What you will do - Would you set down the lines running from the one that holds "the stone wall." to the final line of the listing, both included, exactly and with no others?

Entries provided -
⟨

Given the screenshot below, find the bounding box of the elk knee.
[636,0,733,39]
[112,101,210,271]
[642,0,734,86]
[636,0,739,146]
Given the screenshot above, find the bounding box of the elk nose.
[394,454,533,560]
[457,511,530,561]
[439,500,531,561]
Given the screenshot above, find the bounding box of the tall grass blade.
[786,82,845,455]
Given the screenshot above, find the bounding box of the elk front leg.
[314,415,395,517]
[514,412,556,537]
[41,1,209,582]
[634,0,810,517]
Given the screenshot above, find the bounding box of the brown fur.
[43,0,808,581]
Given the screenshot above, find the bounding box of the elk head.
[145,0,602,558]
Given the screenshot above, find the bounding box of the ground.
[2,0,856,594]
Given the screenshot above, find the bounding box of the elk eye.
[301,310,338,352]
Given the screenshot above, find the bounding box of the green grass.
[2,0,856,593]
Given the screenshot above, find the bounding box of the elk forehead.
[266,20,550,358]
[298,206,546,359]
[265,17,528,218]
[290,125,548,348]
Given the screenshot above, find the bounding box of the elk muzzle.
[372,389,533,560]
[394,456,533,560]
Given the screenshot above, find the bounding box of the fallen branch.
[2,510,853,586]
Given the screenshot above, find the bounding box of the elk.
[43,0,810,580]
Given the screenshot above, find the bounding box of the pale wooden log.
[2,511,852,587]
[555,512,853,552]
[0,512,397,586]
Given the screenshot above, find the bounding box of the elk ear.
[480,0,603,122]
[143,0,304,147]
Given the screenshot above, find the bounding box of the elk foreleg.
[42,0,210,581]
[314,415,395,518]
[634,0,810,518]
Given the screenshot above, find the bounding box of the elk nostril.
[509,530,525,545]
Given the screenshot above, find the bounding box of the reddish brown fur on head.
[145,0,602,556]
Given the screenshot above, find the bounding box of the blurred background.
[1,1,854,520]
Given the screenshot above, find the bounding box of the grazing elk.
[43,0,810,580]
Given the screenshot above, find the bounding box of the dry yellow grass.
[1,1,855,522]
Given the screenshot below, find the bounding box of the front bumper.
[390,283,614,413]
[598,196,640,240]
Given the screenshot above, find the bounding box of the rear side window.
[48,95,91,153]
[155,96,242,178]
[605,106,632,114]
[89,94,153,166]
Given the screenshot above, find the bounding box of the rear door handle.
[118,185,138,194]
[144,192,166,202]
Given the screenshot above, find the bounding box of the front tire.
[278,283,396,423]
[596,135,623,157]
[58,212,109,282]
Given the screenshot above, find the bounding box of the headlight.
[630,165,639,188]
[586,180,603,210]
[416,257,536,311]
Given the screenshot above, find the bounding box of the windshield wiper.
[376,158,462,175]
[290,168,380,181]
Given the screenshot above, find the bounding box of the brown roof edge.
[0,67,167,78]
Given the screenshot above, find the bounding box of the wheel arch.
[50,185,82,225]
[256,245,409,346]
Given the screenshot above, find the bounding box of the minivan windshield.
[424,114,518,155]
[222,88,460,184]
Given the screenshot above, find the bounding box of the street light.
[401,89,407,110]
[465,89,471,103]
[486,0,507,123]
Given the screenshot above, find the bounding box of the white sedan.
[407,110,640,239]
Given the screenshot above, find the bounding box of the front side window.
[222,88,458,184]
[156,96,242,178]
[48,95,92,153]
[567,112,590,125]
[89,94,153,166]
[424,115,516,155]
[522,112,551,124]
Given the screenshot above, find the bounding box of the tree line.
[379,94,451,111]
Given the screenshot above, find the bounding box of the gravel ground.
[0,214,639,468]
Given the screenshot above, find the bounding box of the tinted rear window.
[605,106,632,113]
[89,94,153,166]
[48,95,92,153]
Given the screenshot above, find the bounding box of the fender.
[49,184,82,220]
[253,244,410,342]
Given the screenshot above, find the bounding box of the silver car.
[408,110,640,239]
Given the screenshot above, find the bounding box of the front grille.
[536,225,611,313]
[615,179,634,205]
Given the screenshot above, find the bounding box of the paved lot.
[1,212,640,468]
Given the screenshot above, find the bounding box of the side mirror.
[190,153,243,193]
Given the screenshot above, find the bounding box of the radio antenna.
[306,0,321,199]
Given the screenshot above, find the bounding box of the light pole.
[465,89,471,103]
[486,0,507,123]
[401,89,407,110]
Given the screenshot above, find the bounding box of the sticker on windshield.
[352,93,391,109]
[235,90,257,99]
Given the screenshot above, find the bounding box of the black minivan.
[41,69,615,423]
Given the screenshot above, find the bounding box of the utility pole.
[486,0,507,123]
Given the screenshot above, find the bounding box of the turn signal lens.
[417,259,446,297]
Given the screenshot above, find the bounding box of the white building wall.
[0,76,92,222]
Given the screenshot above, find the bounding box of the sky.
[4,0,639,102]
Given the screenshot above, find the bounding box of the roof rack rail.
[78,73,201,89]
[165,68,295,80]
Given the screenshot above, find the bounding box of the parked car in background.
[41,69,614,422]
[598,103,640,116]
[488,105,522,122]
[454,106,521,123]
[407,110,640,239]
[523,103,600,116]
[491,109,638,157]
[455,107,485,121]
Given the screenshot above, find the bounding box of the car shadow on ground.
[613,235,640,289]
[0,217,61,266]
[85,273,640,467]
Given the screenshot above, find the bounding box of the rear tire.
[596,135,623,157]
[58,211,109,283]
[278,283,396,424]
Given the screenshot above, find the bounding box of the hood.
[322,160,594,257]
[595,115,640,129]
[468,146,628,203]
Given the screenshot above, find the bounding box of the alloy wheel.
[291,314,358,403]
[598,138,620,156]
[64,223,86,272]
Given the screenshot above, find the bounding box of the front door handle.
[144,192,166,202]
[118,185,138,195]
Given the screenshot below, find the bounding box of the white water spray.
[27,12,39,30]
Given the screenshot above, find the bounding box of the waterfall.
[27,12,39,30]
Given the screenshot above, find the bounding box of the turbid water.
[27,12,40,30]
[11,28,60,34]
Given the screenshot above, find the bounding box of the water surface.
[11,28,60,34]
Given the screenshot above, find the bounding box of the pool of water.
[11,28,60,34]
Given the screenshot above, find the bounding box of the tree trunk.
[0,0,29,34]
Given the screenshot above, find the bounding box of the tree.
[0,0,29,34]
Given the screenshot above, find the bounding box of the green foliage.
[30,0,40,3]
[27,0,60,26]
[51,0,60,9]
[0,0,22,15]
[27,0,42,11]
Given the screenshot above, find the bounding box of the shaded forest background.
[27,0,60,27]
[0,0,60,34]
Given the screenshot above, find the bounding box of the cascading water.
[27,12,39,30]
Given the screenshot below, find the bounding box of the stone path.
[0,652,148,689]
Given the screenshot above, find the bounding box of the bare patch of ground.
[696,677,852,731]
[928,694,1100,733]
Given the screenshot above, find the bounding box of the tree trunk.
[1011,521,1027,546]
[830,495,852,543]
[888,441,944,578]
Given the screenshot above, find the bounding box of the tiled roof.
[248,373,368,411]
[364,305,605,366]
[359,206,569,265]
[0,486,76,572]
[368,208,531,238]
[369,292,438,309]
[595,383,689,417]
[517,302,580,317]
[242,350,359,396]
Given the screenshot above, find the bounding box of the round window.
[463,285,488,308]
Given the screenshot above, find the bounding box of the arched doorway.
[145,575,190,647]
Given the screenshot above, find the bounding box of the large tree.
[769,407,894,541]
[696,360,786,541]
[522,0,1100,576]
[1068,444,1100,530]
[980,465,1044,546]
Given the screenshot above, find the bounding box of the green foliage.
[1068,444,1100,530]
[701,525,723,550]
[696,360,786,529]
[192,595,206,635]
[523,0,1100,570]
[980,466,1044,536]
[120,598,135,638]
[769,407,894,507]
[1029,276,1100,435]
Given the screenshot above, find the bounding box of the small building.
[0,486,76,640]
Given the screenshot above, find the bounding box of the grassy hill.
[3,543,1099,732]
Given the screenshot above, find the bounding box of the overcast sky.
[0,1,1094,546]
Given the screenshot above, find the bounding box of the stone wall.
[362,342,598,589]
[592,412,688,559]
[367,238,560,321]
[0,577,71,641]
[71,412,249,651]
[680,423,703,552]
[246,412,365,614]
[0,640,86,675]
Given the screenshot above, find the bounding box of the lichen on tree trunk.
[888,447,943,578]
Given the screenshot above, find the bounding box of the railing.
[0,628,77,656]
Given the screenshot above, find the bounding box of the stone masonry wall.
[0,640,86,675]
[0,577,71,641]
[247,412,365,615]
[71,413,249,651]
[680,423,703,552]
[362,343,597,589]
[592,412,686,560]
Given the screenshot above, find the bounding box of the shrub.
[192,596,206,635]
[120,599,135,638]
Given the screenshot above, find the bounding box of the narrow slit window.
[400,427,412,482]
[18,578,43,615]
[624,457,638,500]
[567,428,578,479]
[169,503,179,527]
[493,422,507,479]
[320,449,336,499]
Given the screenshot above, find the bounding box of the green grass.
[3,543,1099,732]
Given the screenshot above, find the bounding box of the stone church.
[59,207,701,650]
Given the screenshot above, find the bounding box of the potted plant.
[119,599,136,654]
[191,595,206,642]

⟩

Answer box -
Given the screenshot above, find the bounding box of the stone wall.
[362,342,598,589]
[592,412,688,559]
[367,238,560,321]
[0,577,71,641]
[71,412,249,651]
[680,423,703,552]
[246,412,365,614]
[0,640,86,675]
Given the screenshot above, find the bounding box of the lichen on tree trunk.
[888,447,943,578]
Given the screenshot above, find the bounding box of the railing.
[0,628,77,656]
Given the screenshot above, find the bounding box of the stone masonry wall.
[0,640,86,675]
[0,577,71,641]
[247,412,365,615]
[71,413,249,651]
[680,423,703,552]
[362,343,597,589]
[592,412,686,560]
Given the screenshot above, find the bounding box of the shrub.
[192,596,206,635]
[120,599,135,638]
Given the screenshot above, find the bounding box of the narrow slit window.
[400,427,412,482]
[18,578,43,615]
[624,457,638,500]
[567,428,578,479]
[169,503,179,527]
[493,422,507,479]
[320,449,336,499]
Given the screenshot above, find the bounding box of the green grass.
[3,543,1099,732]
Given the screenshot above, find the bounding box of the stone church.
[59,207,701,650]
Given the screenshot above, find the bounding box of the potted plant.
[119,599,136,654]
[191,595,206,642]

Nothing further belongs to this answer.